» **Request**
Rescale part of the material below, starting at the line that has "of the wooden" and stopping after the line that has "Target: chair leg", and repeat only those lines, requests included. Multiply every coordinate in the answers by 1.95 and round each result to a whole number, rounding halves up.

» **Entries provided**
———
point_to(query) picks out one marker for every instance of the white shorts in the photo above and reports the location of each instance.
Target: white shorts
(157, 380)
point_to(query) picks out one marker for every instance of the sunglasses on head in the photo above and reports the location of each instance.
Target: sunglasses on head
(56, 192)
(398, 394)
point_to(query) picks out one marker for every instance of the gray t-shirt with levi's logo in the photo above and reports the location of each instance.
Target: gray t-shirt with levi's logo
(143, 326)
———
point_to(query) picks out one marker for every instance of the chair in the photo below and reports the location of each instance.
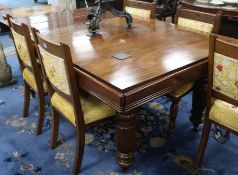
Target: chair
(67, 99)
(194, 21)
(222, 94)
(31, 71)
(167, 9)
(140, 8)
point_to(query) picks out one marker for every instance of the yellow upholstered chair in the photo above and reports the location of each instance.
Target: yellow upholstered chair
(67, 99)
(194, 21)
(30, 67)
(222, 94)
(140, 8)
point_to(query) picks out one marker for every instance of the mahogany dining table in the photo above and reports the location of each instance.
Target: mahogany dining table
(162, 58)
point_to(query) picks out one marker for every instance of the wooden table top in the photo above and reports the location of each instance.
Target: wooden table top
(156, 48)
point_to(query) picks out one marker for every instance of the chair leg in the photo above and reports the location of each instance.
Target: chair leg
———
» **Solution for this problem**
point_to(query) picks out one marker for every instance of the wooden table top in the photo above and reports the location of each instance.
Target: wooden table top
(304, 94)
point_to(query) picks out one marker for every instance of the chair leg in the photo above and reports the location of each instance.
Target: chair leg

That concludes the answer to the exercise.